Exercise goal
The entries below contain a stretch that opens with the line containing "target | girl's teeth" and closes with the line containing "sample | x=212, y=149"; set down that stretch exactly, both ends included, and nothing else.

Record excerpts

[Start of Attachment]

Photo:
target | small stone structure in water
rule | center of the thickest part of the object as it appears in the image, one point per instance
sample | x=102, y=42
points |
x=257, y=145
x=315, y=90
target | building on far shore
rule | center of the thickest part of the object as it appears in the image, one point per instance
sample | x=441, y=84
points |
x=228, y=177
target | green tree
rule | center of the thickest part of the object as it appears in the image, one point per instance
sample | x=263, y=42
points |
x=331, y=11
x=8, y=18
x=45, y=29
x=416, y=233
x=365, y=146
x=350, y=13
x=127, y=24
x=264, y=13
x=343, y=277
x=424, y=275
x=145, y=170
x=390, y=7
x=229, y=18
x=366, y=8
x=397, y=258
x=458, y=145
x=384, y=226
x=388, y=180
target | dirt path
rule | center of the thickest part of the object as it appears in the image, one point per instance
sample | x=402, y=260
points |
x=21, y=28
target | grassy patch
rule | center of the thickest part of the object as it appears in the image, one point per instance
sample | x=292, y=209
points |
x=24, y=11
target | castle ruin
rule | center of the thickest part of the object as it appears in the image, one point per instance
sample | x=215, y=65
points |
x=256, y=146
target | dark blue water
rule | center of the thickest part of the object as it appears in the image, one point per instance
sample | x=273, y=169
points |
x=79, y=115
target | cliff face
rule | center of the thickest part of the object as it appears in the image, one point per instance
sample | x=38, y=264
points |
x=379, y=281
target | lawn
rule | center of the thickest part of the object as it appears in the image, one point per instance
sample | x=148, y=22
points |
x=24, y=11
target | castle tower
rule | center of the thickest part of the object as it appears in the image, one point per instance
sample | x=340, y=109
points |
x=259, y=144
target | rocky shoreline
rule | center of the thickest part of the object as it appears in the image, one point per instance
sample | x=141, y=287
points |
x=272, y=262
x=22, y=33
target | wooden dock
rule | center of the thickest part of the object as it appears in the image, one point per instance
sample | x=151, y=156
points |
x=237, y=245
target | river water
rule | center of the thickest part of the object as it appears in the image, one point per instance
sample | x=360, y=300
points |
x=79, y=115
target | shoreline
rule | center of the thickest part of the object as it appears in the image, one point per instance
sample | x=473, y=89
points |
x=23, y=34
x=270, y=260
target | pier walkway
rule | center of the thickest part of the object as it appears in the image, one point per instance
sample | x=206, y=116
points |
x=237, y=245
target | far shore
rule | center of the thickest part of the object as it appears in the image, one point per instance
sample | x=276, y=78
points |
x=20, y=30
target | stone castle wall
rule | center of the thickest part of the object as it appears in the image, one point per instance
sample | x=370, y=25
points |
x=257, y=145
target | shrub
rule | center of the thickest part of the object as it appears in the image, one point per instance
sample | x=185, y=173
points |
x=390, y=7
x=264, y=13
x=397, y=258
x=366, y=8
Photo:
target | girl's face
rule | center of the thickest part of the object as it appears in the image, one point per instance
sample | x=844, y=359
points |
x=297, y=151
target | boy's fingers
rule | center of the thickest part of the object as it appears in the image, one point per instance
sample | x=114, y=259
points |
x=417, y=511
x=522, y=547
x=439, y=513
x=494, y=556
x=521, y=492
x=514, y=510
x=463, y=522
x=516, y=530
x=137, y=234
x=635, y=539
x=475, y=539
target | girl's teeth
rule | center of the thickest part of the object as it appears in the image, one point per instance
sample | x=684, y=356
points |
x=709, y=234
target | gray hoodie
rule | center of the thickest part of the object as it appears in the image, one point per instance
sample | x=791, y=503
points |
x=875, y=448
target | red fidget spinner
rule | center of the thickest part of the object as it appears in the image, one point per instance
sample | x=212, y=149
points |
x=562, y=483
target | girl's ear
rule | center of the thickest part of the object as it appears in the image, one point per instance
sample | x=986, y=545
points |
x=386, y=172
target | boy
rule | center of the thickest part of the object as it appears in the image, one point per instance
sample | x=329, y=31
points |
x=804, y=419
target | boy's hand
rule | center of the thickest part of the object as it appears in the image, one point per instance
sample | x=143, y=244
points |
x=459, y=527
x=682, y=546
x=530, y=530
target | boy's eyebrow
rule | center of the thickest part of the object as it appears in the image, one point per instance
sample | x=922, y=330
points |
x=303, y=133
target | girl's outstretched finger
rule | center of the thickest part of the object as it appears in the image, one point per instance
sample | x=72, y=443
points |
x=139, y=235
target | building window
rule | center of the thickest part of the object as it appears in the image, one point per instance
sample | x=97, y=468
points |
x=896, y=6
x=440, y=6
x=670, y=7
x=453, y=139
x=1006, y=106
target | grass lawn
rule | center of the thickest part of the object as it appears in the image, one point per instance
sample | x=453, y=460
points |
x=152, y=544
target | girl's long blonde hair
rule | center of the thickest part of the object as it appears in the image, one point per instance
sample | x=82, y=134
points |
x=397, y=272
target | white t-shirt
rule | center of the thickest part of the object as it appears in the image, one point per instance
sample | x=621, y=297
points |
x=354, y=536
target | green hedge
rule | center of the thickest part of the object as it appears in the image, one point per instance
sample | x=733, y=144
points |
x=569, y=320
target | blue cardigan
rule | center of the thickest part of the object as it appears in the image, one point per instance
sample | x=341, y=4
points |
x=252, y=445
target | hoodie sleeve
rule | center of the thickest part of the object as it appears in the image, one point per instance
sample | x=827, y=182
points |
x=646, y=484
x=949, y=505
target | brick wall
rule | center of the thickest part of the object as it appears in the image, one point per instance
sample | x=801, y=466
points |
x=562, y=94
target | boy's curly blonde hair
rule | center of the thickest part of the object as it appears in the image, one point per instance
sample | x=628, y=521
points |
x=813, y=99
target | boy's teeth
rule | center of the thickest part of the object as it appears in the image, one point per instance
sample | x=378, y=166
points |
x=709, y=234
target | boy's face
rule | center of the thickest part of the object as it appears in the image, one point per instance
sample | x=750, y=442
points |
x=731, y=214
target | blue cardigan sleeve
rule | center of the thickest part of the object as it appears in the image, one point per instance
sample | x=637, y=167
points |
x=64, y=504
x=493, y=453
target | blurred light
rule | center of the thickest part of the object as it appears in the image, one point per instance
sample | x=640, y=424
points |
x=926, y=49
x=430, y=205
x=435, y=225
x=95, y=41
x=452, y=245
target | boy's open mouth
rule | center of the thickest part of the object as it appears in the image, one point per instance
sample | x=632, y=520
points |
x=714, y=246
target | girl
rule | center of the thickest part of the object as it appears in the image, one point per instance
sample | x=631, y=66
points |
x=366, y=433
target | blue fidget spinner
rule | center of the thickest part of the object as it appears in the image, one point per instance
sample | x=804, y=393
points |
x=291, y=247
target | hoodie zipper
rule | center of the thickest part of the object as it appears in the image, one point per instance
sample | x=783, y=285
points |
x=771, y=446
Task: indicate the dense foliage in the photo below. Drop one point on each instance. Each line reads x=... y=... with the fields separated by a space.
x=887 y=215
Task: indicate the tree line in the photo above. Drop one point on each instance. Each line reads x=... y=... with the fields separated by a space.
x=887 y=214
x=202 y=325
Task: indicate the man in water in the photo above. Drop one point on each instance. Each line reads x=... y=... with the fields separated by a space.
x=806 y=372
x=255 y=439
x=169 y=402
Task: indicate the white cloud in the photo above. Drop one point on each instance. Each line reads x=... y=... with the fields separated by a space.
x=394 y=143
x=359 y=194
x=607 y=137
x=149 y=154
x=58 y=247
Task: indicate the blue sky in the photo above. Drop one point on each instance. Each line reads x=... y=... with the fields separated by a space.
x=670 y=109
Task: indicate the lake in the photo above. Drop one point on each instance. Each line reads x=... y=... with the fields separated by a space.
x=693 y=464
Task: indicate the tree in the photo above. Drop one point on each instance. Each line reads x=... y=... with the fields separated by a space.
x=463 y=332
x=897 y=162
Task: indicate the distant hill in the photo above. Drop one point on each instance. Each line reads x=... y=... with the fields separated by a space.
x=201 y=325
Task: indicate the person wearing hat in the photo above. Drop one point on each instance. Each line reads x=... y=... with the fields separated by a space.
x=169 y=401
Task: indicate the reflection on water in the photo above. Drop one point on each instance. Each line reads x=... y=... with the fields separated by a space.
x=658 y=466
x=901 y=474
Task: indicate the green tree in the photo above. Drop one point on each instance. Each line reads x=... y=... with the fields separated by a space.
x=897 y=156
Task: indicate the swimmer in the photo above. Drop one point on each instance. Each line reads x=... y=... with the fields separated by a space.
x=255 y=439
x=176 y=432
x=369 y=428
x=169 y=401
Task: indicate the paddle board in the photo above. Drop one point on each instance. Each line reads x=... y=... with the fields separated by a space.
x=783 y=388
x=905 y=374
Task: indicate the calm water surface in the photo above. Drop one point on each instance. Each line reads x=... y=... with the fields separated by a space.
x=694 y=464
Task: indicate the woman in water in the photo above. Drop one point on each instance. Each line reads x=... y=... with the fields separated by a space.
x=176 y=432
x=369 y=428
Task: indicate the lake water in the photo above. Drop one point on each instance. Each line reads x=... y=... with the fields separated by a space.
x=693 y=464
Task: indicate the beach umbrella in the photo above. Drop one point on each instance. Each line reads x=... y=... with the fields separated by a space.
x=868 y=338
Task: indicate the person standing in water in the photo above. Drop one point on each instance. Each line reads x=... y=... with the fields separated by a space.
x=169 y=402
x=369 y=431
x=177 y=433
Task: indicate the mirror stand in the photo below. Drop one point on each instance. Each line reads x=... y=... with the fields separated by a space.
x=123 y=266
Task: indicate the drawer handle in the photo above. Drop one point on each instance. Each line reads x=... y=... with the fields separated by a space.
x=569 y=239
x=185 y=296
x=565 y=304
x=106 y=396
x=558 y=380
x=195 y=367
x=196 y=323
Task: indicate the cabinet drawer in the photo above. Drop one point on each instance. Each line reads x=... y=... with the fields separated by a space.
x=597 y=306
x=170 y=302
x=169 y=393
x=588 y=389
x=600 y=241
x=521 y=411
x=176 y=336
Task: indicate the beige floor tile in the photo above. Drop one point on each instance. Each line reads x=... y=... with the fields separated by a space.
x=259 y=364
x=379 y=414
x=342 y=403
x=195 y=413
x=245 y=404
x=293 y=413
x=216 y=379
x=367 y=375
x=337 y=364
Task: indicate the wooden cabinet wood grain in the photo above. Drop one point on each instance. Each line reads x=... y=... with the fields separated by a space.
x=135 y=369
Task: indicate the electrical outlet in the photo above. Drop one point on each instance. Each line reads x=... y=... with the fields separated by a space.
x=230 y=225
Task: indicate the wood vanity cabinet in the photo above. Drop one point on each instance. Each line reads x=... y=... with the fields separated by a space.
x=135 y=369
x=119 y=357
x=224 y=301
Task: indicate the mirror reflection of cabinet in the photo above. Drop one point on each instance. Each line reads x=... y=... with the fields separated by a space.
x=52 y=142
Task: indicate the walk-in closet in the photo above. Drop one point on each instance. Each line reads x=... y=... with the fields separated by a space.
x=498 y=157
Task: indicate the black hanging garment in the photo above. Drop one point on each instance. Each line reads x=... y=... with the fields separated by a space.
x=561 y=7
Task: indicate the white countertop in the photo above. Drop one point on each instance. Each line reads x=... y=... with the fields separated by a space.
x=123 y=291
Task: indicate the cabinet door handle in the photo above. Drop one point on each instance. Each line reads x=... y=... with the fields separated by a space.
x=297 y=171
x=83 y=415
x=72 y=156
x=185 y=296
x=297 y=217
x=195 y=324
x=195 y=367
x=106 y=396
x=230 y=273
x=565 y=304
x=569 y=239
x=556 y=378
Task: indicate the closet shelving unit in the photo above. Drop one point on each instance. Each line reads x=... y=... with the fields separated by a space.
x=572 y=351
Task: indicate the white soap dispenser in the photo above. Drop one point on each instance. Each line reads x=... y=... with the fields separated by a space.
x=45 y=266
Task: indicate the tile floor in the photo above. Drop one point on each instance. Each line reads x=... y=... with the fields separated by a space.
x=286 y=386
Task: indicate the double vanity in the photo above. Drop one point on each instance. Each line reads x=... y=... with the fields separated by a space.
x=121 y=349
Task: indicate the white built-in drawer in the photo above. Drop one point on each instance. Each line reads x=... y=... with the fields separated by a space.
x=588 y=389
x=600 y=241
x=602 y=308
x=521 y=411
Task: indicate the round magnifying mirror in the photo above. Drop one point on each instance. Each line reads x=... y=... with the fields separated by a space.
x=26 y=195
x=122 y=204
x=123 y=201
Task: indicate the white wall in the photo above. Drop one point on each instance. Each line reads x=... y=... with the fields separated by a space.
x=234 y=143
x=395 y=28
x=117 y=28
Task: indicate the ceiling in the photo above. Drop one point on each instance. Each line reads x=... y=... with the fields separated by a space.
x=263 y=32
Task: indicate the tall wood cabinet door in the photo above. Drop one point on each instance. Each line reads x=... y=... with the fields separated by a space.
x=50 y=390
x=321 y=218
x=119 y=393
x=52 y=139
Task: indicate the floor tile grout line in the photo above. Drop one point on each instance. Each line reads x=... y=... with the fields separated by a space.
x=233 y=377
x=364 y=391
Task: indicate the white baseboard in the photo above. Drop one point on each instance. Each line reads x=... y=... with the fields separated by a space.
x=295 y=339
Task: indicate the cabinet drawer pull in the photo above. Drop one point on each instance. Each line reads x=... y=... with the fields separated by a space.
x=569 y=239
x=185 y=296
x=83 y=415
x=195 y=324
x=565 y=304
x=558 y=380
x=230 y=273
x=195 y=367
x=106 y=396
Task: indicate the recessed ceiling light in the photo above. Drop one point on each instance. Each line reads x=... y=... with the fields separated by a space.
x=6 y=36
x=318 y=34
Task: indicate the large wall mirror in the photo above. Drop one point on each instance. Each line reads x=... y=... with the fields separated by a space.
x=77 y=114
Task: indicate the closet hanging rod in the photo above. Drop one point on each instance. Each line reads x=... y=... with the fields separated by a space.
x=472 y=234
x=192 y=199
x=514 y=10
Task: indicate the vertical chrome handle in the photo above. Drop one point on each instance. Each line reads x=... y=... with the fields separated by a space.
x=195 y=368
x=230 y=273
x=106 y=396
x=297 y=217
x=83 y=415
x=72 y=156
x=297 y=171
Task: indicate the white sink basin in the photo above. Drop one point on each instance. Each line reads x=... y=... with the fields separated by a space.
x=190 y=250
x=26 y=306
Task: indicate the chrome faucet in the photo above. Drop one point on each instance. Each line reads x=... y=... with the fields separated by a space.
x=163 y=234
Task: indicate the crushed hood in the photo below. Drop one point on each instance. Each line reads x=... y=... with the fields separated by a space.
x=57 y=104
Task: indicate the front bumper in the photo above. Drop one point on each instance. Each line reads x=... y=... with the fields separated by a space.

[End of Attachment]

Solution for this exercise
target | girl's teeth
rule | center of the thickest part of the object as it appears in the image, one point per instance
sample | x=684, y=356
points |
x=709, y=234
target | gray hoodie
rule | center of the thickest part of the object as it appears in the image, one point per instance
sample | x=791, y=503
points |
x=875, y=448
target | red fidget spinner
rule | center of the thickest part of the object as it appears in the image, one point per instance
sample | x=212, y=149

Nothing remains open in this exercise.